Give every line of the material below as a numbered list, skipping any blank lines and leaving the pictures out.

== ENTRIES

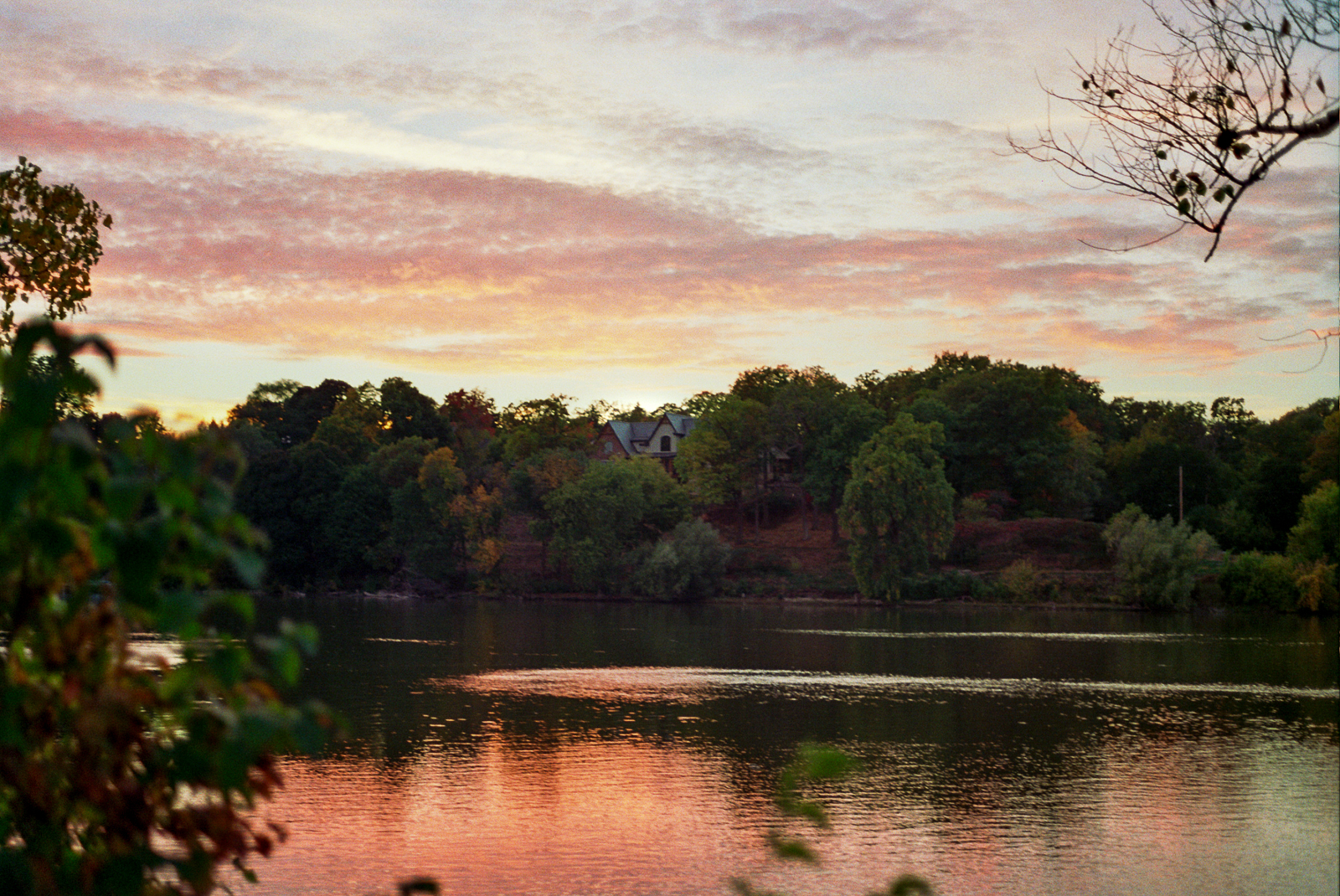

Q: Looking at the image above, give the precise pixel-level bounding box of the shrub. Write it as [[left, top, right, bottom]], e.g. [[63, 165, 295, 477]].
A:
[[1219, 550, 1298, 610], [1103, 503, 1219, 610], [998, 560, 1056, 603], [903, 569, 992, 600], [1293, 560, 1340, 614], [0, 322, 326, 896], [544, 458, 688, 592], [1289, 481, 1340, 563], [632, 520, 730, 600]]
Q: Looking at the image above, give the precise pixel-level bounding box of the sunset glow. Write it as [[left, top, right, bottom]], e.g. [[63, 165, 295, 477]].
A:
[[0, 0, 1340, 426]]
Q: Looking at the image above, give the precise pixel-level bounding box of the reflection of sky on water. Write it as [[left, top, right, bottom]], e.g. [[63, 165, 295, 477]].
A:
[[245, 604, 1340, 896], [773, 628, 1325, 647], [445, 667, 1340, 703]]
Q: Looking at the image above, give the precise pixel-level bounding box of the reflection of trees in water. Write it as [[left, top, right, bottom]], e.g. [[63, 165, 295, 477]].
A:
[[261, 600, 1337, 787]]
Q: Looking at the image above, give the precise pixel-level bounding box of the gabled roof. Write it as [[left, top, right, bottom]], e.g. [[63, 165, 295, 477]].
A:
[[657, 414, 698, 438], [606, 420, 657, 456], [601, 414, 697, 456]]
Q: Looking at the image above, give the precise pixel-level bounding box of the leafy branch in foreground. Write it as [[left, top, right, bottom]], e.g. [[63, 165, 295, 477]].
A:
[[730, 744, 934, 896], [0, 322, 331, 896], [1010, 0, 1340, 261], [0, 156, 111, 346]]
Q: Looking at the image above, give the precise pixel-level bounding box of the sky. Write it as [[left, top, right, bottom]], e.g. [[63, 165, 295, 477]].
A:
[[0, 0, 1340, 427]]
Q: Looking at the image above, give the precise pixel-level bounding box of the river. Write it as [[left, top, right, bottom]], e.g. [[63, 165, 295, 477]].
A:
[[241, 597, 1340, 896]]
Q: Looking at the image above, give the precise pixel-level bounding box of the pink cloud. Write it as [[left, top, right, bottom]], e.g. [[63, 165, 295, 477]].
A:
[[0, 110, 1324, 385]]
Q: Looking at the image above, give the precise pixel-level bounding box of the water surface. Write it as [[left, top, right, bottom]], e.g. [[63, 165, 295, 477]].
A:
[[248, 599, 1340, 896]]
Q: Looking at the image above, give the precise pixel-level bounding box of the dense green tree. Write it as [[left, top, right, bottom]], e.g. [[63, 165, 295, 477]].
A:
[[839, 414, 954, 600], [1103, 503, 1221, 610], [378, 376, 451, 443], [907, 356, 1103, 516], [228, 379, 353, 447], [312, 383, 387, 463], [769, 380, 884, 543], [0, 156, 111, 340], [544, 458, 688, 592], [1289, 481, 1340, 564], [730, 364, 847, 407], [497, 395, 596, 466], [237, 442, 348, 588], [674, 395, 770, 530], [0, 322, 323, 896]]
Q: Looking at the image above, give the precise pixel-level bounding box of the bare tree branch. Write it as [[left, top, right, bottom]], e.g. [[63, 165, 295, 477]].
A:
[[1009, 0, 1340, 261]]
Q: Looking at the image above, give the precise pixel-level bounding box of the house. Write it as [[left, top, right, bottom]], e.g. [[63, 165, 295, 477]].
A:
[[595, 414, 697, 474]]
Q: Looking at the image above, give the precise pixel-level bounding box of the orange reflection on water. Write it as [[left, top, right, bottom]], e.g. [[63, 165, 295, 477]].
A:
[[248, 735, 764, 896]]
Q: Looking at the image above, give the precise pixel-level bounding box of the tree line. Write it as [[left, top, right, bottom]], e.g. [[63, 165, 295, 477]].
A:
[[123, 353, 1340, 605]]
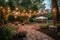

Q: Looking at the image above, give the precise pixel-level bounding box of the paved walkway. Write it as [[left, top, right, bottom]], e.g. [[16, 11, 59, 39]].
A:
[[12, 24, 54, 40]]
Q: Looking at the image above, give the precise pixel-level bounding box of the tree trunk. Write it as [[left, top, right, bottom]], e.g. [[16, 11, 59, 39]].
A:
[[52, 0, 59, 25]]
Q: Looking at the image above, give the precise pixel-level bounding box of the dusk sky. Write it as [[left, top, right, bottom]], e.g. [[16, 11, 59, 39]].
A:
[[42, 0, 51, 9]]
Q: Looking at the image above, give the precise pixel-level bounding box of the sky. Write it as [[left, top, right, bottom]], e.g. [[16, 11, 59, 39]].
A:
[[42, 0, 51, 9]]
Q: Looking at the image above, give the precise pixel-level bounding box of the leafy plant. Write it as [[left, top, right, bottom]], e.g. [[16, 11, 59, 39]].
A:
[[0, 24, 17, 40]]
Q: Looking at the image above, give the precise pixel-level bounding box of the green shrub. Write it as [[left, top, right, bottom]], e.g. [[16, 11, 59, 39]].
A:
[[0, 24, 17, 40], [8, 15, 15, 22]]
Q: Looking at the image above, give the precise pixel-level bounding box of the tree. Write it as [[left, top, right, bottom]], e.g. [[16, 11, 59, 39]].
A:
[[52, 0, 59, 25]]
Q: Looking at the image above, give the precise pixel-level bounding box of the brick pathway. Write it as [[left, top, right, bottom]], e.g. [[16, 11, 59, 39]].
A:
[[12, 24, 54, 40]]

====

ANSWER FOR THIS EXERCISE:
1. Q: Looking at the image above, give the precise pixel-level bounding box of the shrub. Write it as [[left, top, right, bottom]], e.g. [[63, 165, 295, 477]].
2. A:
3. [[1219, 550, 1298, 610], [1103, 503, 1219, 610], [998, 560, 1056, 603], [903, 569, 992, 600], [1293, 560, 1340, 614], [0, 322, 326, 896], [544, 458, 688, 592], [1289, 481, 1340, 563], [632, 520, 730, 600]]
4. Q: Looking at the image above, give the precise pixel-level bounding box of the sunset glow. Write it as [[left, top, right, bottom]], e.g. [[63, 165, 295, 477]].
5. A:
6. [[0, 0, 1340, 426]]
7. Q: Looking at the image above, give the precise pixel-level bounding box of the reflection of sky on water. Write it as [[left, top, right, bottom]], e.g. [[63, 165, 295, 477]].
8. A:
9. [[245, 604, 1340, 896], [773, 628, 1325, 647], [445, 667, 1340, 703]]
10. Q: Looking at the image above, give the precise pixel-level bounding box of the reflection of trees in water. Write it as [[left, top, right, bottom]], e.g. [[63, 165, 295, 477]].
11. A:
12. [[261, 600, 1337, 787]]
13. Q: Looking at the image above, give the precise pixel-level bounding box of the gabled roof. Write it as [[left, top, right, bottom]], e.g. [[63, 165, 295, 477]].
14. A:
15. [[657, 414, 698, 438], [606, 420, 657, 456], [601, 414, 697, 456]]
16. Q: Looking at the image above, give the precise pixel-level bounding box of the leafy branch in foreground. Write it as [[left, top, right, bottom]], e.g. [[63, 165, 295, 477]].
17. A:
18. [[730, 744, 934, 896], [0, 322, 331, 896], [1010, 0, 1340, 261], [0, 156, 111, 346]]
19. Q: Looking at the image above, give the precise pixel-level bounding box of the sky. Write it as [[left, top, right, bottom]], e.g. [[63, 165, 295, 477]].
20. A:
21. [[0, 0, 1340, 427]]
22. Q: Looking at the image above, give the precise pixel-level bounding box of the river. Write it as [[left, top, right, bottom]], e.g. [[63, 165, 295, 477]].
23. A:
24. [[241, 597, 1340, 896]]
25. Q: Looking at the image above, give the precise pixel-level bounding box of the pink cloud. Write it as [[left, top, right, bottom]], e.g. [[63, 165, 295, 477]].
26. A:
27. [[0, 110, 1324, 385]]
28. Q: Looking at the image above, give the precise pixel-level bounding box of the water surface. Write it as [[left, top, right, bottom]], e.g. [[63, 165, 295, 477]].
29. A:
30. [[248, 599, 1340, 896]]
31. Q: Looking at the image above, give the precise pixel-level bounding box of the dense green tree. Write it as [[left, top, right, bottom]], e.g. [[63, 165, 295, 477]].
32. A:
33. [[839, 414, 954, 600], [1103, 503, 1221, 610], [378, 376, 451, 443], [907, 356, 1103, 516], [228, 379, 353, 447], [312, 383, 387, 463], [769, 380, 884, 543], [0, 156, 111, 340], [544, 458, 688, 592], [1289, 481, 1340, 564], [730, 364, 847, 407], [497, 395, 596, 466], [237, 442, 348, 588], [674, 395, 770, 530], [0, 322, 323, 896]]
34. Q: Looking at the image above, give the precise pixel-level bounding box of the bare tree branch. Write it as [[left, top, right, bottom]], e.g. [[63, 165, 295, 477]].
35. A:
36. [[1009, 0, 1340, 261]]
37. Q: Looking at the image above, give the precise pixel-level bounding box of the house. Write it as [[left, top, right, bottom]], e.g. [[63, 165, 295, 477]].
38. A:
39. [[595, 414, 697, 474]]
40. Q: Looking at the image above, give the precise pixel-level bounding box of the orange reflection on water. Write it as [[left, top, right, bottom]], e.g. [[63, 165, 295, 477]].
41. A:
42. [[248, 735, 764, 896]]
43. Q: Looking at the image above, give the precise pixel-level bounding box of the tree line. Write it as [[left, top, right, bottom]], e.g. [[63, 165, 295, 477]].
44. A:
45. [[123, 353, 1340, 605]]
46. Q: Looking at the image above, give the precise pixel-level bounding box of the paved walkway. Write it as [[left, top, right, bottom]], e.g. [[16, 11, 59, 39]].
47. A:
48. [[12, 24, 54, 40]]
49. Q: Looking at the image above, give the precise pixel-level bounding box of the tree trunk. Write it as [[left, top, right, bottom]], e.g. [[16, 11, 59, 39]].
50. A:
51. [[52, 0, 59, 25]]
52. Q: Looking at the image above, give the precise pixel-level bounding box of the dusk sky. Write it as [[left, top, right, bottom]], e.g. [[16, 11, 59, 39]].
53. A:
54. [[42, 0, 51, 9]]
55. Q: Looking at the image above, give the precise pixel-level bounding box of the sky. Write it as [[left, top, right, bottom]], e.g. [[16, 11, 59, 39]].
56. A:
57. [[42, 0, 51, 9]]
58. Q: Looking at the image above, give the precise pixel-level bounding box of the leafy plant. Write it as [[left, top, right, bottom]], e.g. [[16, 11, 59, 39]].
59. A:
60. [[0, 24, 17, 40]]
61. Q: Looking at the image above, give the precise pixel-level bounding box of the green shrub. Write it as [[left, top, right, bottom]], e.g. [[16, 11, 59, 39]].
62. A:
63. [[0, 24, 17, 40], [8, 15, 15, 22]]
64. Q: Looking at the image above, give the precise pixel-level bounding box of the tree. Write it as [[left, top, right, bottom]], e.g. [[16, 11, 59, 39]].
65. A:
66. [[52, 0, 59, 25]]
67. Q: Looking at the image above, give the precise pixel-level bounding box of the brick pathway. Write it as [[left, top, right, bottom]], e.g. [[16, 11, 59, 39]].
68. A:
69. [[12, 24, 54, 40]]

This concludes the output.